-- EXCERPTED TEXT start --

2016-11-13

The new movie "Arrival" depicts first contact with aliens, and its producers faced the question of how interstellar spacecraft would actually work. They turned to futurist Stephen Wolfram, who came up with an answer overnight, and also tasked his son with writing much of the computer code seen on displays in the movie. Slashdot reader
mirandakatz brings us Wolfram's story:
Christopher was well aware that code shown in movies often doesn't make sense (a favorite, regardless of context, seems to be the source code for nmap.c in Linux). But he wanted to create code that would make sense, and would actually do the analyses that would be going on in the movie... For instance, there's a nice shot of rearranging alien "handwriting," in which one sees a Wolfram Language notebook with rather elegant Wolfram Language code in it. And, yes, those lines of code actually do the transformation that's in the notebook. It's real stuff, with real computations being done...

For the movie, I wanted to have a particular theory for interstellar travel. And who knows, maybe one day in the distant future it'll turn out to be correct. But as of now, we certainly don't know. In fact, for all we know, there's just some simple "hack" in existing physics that'll immediately make interstellar travel possible.

Wolfram's theory posited that space is just one of the attributes emerging from a low-level network of nodes, where long-range connections occasionally break out of three-dimensional space altogether. His 6,900-word essay (originally
published on his blog) also suggests film-making has "some structural similarities" with software development -- and grapples with the question of how we'd actually communicate with aliens once they've arrived.

Stephen Wolfram came up with an answer overnight

By hcs_$reboot



2016-Nov-13 04:03

• Score: 3
• Thread

Easy. He just asked
Worlfram Alpha.

Re:Why is this news?

By samkass



2016-Nov-13 04:05

• Score: 4, Insightful
• Thread

Now that we've gotten the "why is this on Slashdot?" post out of the way, can someone please complain about Slashdot editors and then somehow find a way to work in a criticism of SJW's and Microsoft so we can get on with the rest of the comments?

-- EXCERPTED TEXT end --
-- RECORDS PROVIDED start --

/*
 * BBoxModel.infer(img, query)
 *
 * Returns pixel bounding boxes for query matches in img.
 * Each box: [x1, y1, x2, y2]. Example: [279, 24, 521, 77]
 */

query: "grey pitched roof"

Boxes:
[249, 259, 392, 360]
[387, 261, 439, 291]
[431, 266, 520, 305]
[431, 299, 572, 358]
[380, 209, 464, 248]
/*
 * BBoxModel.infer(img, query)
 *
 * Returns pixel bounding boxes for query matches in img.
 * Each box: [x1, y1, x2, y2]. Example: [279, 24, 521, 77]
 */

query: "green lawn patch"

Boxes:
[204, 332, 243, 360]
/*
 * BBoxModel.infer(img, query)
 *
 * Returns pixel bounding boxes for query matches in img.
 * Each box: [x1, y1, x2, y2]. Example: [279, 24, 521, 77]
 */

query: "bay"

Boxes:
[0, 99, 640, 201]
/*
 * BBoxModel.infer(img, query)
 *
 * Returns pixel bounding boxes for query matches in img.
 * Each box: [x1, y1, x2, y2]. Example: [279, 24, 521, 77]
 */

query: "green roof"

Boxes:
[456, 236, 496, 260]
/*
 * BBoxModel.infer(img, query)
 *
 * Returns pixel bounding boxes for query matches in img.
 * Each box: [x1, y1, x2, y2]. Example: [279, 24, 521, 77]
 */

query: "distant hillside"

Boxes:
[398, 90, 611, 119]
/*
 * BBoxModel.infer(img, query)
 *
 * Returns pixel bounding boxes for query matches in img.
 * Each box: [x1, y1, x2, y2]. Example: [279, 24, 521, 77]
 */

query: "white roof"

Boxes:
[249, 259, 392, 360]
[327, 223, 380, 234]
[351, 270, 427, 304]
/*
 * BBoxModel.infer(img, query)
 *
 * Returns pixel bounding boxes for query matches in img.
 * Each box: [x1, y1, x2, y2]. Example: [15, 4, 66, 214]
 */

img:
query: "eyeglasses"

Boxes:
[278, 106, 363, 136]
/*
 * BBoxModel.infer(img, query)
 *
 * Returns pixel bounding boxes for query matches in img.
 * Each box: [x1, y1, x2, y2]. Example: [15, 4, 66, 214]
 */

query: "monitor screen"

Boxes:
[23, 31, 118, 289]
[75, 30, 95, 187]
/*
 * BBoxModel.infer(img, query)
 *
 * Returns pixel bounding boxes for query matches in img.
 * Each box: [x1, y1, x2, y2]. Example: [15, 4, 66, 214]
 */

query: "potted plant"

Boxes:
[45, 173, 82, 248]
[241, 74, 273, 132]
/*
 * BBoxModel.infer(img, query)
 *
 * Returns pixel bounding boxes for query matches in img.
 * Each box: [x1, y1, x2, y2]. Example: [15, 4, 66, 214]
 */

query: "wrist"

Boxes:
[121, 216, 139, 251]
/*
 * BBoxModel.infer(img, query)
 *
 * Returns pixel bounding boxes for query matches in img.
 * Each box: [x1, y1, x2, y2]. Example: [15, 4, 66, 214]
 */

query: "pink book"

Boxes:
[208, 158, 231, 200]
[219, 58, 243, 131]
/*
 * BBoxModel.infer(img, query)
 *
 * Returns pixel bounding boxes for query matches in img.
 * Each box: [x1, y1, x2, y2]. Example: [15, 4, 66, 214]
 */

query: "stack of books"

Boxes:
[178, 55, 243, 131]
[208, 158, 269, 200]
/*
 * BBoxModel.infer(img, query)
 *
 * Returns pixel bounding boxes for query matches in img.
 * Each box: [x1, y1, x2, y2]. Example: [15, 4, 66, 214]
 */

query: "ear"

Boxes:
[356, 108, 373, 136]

-- RECORDS PROVIDED end --

- _STATED PROBLEM 1_
Using the text about the movie Arrival, decide whether each statement agrees with it. For each, answer yes or no and quote the words from the text that settle it.
(a) Wolfram came up with an answer overnight.
(b) Wolfram's essay runs 9,600 words.
(c) Wolfram says it is already known that his theory of interstellar travel is correct.
- _STATED PROBLEM 2_
Answer these from the text about the movie Arrival:
(a) Which source code does the text say movies seem to favor?
(b) Where was Wolfram's essay first published?
(c) What score did the comment by samkass receive?
- _STATED PROBLEM 3_
Write the next part of the text about the movie Arrival, starting after its final line.

- _RIGHT ANSWER 1_
(a) Yes: "who came up with an answer overnight"
(b) No: "His 6,900-word essay"
(c) No: "But as of now, we certainly don't know."

- _RIGHT ANSWER 2_
(a) The source code for nmap.c in Linux
(b) On his blog
(c) 4, Insightful

- _RIGHT ANSWER 3_
Transition from movie to documentary

By sp4ni3l



2016-Nov-13 05:14

• Score: 3, Insightful
• Thread

As the code is real the rest of the movie now also must be real..........

Space is man's hopeless romance

By Chewbacon



2016-Nov-13 10:40

• Score: 4, Interesting
• Thread

Unless there is the "simple physics hack" space travel will be a royal pain in the ass when you take the planning that is involved. The energy problems, bio issues, logistics, all of it.

Even if we overcome all of that, you'll be flying into the unknown. Think about it: you want to go see the pillars of creation a thousand light years away. There was a discussion that an explosion may have occurred or was imminent that would destroy them... a thousand years ago. So even if you found the hack tomorrow (say toasting pop tarts still in the Mylar in an upside down toaster) that lets you arrive at the pillars, or anywhere else, instantaneously, then whatever you went to see would have changed or have been long gone over the millennia. This is something sci-fi never fully discloses: hey, see that in the telescope? Let's go! Wait, where the fuck is it??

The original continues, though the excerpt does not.